[START The records]

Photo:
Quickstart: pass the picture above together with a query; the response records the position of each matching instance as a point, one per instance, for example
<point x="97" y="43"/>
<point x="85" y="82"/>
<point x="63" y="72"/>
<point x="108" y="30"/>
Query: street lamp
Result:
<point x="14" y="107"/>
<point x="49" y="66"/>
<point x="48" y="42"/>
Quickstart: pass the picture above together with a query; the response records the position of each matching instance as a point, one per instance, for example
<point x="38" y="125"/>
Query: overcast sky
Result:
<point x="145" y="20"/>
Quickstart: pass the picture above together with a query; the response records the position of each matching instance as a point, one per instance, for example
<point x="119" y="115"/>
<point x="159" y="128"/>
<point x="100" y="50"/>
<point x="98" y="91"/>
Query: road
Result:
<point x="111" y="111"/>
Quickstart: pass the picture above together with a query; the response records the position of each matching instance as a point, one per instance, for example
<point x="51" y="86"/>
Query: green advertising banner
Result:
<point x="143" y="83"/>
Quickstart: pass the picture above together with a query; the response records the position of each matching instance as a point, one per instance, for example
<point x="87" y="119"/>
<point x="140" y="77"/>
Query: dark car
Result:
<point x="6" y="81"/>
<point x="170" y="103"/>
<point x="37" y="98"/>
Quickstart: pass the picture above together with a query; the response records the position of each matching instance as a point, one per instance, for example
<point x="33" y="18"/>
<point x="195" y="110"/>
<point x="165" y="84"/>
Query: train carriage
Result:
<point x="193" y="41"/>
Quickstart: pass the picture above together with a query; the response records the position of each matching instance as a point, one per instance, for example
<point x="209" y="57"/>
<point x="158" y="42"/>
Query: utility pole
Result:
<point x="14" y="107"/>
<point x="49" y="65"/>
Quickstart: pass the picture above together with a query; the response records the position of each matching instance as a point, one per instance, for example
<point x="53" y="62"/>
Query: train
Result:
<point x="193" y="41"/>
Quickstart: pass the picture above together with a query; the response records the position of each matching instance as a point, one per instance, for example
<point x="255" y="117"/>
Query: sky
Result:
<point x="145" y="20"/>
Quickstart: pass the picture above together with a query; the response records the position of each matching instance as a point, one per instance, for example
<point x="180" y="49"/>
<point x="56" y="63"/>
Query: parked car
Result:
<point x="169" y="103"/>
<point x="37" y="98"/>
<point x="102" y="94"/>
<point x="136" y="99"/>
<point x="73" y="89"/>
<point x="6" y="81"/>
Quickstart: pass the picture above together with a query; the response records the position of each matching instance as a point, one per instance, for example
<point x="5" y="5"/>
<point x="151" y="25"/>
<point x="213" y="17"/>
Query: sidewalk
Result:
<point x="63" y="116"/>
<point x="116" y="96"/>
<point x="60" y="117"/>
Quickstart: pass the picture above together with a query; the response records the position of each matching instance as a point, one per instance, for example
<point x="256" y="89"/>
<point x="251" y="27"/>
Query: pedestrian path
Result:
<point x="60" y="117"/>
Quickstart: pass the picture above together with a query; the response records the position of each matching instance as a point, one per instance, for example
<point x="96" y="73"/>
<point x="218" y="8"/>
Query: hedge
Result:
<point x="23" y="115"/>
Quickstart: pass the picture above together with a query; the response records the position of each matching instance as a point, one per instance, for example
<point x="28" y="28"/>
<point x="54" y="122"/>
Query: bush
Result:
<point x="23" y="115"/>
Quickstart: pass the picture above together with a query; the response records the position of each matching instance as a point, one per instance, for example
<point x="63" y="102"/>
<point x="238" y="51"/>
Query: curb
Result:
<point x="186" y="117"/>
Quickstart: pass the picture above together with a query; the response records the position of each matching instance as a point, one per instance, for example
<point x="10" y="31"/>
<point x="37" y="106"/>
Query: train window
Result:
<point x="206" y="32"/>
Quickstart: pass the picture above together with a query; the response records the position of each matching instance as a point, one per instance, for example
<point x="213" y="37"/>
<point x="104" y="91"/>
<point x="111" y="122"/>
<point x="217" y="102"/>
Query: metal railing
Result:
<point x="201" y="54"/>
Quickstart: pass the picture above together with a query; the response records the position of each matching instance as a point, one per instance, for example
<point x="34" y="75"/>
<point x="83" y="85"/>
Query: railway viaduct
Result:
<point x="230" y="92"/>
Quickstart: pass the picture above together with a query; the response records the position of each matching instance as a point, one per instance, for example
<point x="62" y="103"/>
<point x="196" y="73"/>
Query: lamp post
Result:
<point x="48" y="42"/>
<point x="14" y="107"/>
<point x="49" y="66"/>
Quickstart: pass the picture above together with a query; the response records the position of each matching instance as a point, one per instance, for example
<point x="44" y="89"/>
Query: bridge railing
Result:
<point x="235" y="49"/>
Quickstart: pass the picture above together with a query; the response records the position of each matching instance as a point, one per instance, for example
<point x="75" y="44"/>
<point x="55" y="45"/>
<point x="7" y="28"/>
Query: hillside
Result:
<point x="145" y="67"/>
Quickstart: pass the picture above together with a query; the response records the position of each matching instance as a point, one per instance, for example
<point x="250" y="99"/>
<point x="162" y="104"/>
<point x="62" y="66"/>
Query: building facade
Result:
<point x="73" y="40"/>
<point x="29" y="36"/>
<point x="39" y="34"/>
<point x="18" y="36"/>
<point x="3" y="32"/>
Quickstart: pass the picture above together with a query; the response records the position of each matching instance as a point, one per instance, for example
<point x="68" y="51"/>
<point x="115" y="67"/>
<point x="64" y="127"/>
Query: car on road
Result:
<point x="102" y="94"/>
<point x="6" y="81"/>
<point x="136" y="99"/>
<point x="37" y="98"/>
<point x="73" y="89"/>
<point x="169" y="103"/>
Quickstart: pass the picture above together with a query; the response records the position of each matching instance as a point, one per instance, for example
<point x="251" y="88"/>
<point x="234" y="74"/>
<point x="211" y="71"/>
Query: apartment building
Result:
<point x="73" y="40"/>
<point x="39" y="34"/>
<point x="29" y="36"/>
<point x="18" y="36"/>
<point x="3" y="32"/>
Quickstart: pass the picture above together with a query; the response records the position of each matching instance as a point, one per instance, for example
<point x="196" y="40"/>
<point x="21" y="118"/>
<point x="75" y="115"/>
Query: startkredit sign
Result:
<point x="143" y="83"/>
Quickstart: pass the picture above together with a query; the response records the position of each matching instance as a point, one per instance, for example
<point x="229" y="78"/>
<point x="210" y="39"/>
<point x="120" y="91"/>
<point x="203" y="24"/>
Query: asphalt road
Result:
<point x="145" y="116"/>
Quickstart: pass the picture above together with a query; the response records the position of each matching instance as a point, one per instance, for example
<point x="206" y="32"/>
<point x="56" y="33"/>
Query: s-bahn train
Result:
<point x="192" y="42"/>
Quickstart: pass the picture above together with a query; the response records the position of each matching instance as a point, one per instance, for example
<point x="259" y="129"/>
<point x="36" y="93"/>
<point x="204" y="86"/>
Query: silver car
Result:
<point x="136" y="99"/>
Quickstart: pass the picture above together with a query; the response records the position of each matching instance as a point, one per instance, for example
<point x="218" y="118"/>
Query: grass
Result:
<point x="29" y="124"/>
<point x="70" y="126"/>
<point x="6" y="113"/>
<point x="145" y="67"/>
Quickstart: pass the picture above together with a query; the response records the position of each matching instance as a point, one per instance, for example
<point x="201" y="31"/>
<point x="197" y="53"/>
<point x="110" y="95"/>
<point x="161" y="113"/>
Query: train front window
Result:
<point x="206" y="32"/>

[END The records]

# [To be done]
Please give back all of the records exactly as written.

# [Problem solution]
Photo:
Quickstart: pass the picture above together with a query; the response records the position of each matching instance as a point, one per instance, for example
<point x="97" y="43"/>
<point x="85" y="82"/>
<point x="63" y="72"/>
<point x="108" y="30"/>
Query: street lamp
Result:
<point x="14" y="107"/>
<point x="49" y="66"/>
<point x="48" y="42"/>
Quickstart: pass the picture above together with a query; the response records the position of each matching instance as a point, one per instance, for example
<point x="38" y="125"/>
Query: overcast sky
Result:
<point x="145" y="20"/>
Quickstart: pass the picture above together with a query; the response records the position of each matching instance as a point, one per instance, for example
<point x="119" y="115"/>
<point x="159" y="128"/>
<point x="100" y="50"/>
<point x="98" y="91"/>
Query: road
Result:
<point x="111" y="111"/>
Quickstart: pass the picture above together with a query; the response records the position of each matching instance as a point, one per instance, for example
<point x="51" y="86"/>
Query: green advertising banner
Result:
<point x="143" y="83"/>
Quickstart: pass the picture above together with a query; the response records the position of each matching instance as a point, one per instance, for example
<point x="87" y="119"/>
<point x="140" y="77"/>
Query: dark car
Result:
<point x="6" y="81"/>
<point x="170" y="103"/>
<point x="37" y="98"/>
Quickstart: pass the picture above together with a query; the response records the position of each matching instance as a point, one per instance, for example
<point x="33" y="18"/>
<point x="195" y="110"/>
<point x="165" y="84"/>
Query: train carriage
Result:
<point x="193" y="41"/>
Quickstart: pass the picture above together with a query; the response records the position of each matching instance as a point, one per instance, for example
<point x="209" y="57"/>
<point x="158" y="42"/>
Query: utility pole
Result:
<point x="14" y="107"/>
<point x="49" y="65"/>
Quickstart: pass the picture above together with a query; the response records the position of each matching instance as a point, one per instance, for example
<point x="53" y="62"/>
Query: train
Result:
<point x="193" y="41"/>
Quickstart: pass the picture above together with a query; the response records the position of each matching instance as a point, one per instance, for example
<point x="255" y="117"/>
Query: sky
Result:
<point x="145" y="20"/>
Quickstart: pass the picture above together with a query; the response records the position of each matching instance as a point, one per instance, for example
<point x="180" y="49"/>
<point x="56" y="63"/>
Query: parked car
Result:
<point x="169" y="103"/>
<point x="37" y="98"/>
<point x="102" y="94"/>
<point x="136" y="99"/>
<point x="73" y="89"/>
<point x="6" y="81"/>
Quickstart: pass the picture above together with a query; the response records the position of each matching instance as a point, one per instance, for example
<point x="5" y="5"/>
<point x="151" y="25"/>
<point x="213" y="17"/>
Query: sidewalk
Result:
<point x="63" y="116"/>
<point x="116" y="96"/>
<point x="60" y="117"/>
Quickstart: pass the picture above together with a query; the response records the position of each matching instance as a point, one per instance, for example
<point x="256" y="89"/>
<point x="251" y="27"/>
Query: pedestrian path
Result:
<point x="60" y="117"/>
Quickstart: pass the picture above together with a query; the response records the position of each matching instance as a point, one per instance, for example
<point x="96" y="73"/>
<point x="218" y="8"/>
Query: hedge
Result:
<point x="23" y="115"/>
Quickstart: pass the picture above together with a query; the response records the position of each matching instance as a point, one per instance, for example
<point x="28" y="28"/>
<point x="54" y="122"/>
Query: bush
Result:
<point x="23" y="115"/>
Quickstart: pass the picture above together with a query; the response records the position of each matching instance as a point, one per instance, for example
<point x="63" y="102"/>
<point x="238" y="51"/>
Query: curb
Result:
<point x="186" y="117"/>
Quickstart: pass the picture above together with a query; the response records the position of each matching instance as a point, one per instance, for example
<point x="10" y="31"/>
<point x="37" y="106"/>
Query: train window
Result:
<point x="206" y="32"/>
Quickstart: pass the picture above together with a query; the response records the position of each matching instance as a point, one per instance, for example
<point x="213" y="37"/>
<point x="104" y="91"/>
<point x="111" y="122"/>
<point x="217" y="102"/>
Query: metal railing
Result:
<point x="201" y="54"/>
Quickstart: pass the picture above together with a query; the response records the position of each matching instance as a point, one per instance, for example
<point x="34" y="75"/>
<point x="83" y="85"/>
Query: railway viaduct
Result:
<point x="230" y="92"/>
Quickstart: pass the picture above together with a query; the response records the position of each matching instance as a point, one per instance, for example
<point x="62" y="103"/>
<point x="196" y="73"/>
Query: lamp post
Result:
<point x="48" y="42"/>
<point x="14" y="107"/>
<point x="49" y="66"/>
Quickstart: pass the picture above together with a query; the response records the position of each matching instance as a point, one per instance, for example
<point x="44" y="89"/>
Query: bridge railing
Result:
<point x="235" y="49"/>
Quickstart: pass the picture above together with a query; the response records the position of each matching instance as a point, one per instance, for example
<point x="75" y="44"/>
<point x="55" y="45"/>
<point x="7" y="28"/>
Query: hillside
Result:
<point x="145" y="67"/>
Quickstart: pass the picture above together with a query; the response records the position of each matching instance as a point, one per instance, for example
<point x="250" y="99"/>
<point x="162" y="104"/>
<point x="62" y="66"/>
Query: building facade
Result:
<point x="73" y="40"/>
<point x="29" y="36"/>
<point x="39" y="34"/>
<point x="18" y="36"/>
<point x="3" y="32"/>
Quickstart: pass the picture above together with a query; the response records the position of each matching instance as a point, one per instance, for example
<point x="68" y="51"/>
<point x="115" y="67"/>
<point x="64" y="127"/>
Query: car on road
Result:
<point x="102" y="94"/>
<point x="6" y="81"/>
<point x="136" y="99"/>
<point x="37" y="98"/>
<point x="73" y="89"/>
<point x="169" y="103"/>
Quickstart: pass the picture above together with a query; the response records the position of each matching instance as a point, one per instance, for example
<point x="251" y="88"/>
<point x="234" y="74"/>
<point x="211" y="71"/>
Query: apartment building
Result:
<point x="73" y="40"/>
<point x="39" y="34"/>
<point x="29" y="36"/>
<point x="18" y="36"/>
<point x="3" y="32"/>
Quickstart: pass the picture above together with a query; the response records the position of each matching instance as a point, one per instance, for example
<point x="196" y="40"/>
<point x="21" y="118"/>
<point x="75" y="115"/>
Query: startkredit sign
Result:
<point x="143" y="83"/>
Quickstart: pass the picture above together with a query; the response records the position of each matching instance as a point, one per instance, for example
<point x="229" y="78"/>
<point x="210" y="39"/>
<point x="120" y="91"/>
<point x="203" y="24"/>
Query: asphalt road
Result:
<point x="145" y="116"/>
Quickstart: pass the picture above together with a query; the response records the position of each matching instance as a point, one per instance, for example
<point x="206" y="32"/>
<point x="56" y="33"/>
Query: s-bahn train
Result:
<point x="192" y="42"/>
Quickstart: pass the picture above together with a query; the response records the position of each matching instance as a point, one per instance, for example
<point x="259" y="129"/>
<point x="36" y="93"/>
<point x="204" y="86"/>
Query: silver car
Result:
<point x="136" y="99"/>
Quickstart: pass the picture above together with a query; the response records the position of each matching instance as a point, one per instance, for example
<point x="218" y="118"/>
Query: grass
Result:
<point x="29" y="124"/>
<point x="70" y="126"/>
<point x="6" y="113"/>
<point x="145" y="67"/>
Quickstart: pass the picture above together with a query; the response records the position of each matching instance as a point, one per instance, for example
<point x="201" y="31"/>
<point x="197" y="53"/>
<point x="110" y="95"/>
<point x="161" y="113"/>
Query: train front window
Result:
<point x="206" y="32"/>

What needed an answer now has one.